Exercise goal
Count the lines in the listing below that contain the string "negative", treating uppercase and lowercase letters as distinct. Reply with the number alone.

Records for this task
═══

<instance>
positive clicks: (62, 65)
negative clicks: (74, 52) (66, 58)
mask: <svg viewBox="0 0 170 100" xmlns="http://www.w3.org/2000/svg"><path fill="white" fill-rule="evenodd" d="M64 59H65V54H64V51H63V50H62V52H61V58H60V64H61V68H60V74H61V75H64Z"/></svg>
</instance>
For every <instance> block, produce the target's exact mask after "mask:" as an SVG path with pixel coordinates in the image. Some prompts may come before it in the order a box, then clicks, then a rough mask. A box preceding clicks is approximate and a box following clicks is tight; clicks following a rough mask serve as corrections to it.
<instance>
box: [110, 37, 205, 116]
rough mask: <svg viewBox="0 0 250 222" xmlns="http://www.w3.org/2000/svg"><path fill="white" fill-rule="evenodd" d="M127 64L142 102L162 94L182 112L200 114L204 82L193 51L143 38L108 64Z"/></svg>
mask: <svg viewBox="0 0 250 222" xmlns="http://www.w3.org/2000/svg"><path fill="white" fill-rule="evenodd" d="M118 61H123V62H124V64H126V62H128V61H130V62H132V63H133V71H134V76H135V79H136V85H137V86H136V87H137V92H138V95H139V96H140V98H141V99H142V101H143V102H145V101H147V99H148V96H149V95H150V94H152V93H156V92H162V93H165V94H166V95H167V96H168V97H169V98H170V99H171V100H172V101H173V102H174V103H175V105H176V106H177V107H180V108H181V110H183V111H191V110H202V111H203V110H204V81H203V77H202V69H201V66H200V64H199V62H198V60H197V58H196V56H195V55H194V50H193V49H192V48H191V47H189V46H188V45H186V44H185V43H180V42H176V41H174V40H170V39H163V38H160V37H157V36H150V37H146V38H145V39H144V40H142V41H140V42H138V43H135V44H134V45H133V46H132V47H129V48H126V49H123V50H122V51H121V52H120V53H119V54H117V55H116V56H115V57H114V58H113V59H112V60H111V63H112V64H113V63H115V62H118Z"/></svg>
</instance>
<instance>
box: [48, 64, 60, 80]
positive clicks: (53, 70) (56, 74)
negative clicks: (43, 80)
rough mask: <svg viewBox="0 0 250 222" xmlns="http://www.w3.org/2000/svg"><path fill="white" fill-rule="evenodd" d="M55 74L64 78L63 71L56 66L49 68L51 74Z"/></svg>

═══

Output of the task
2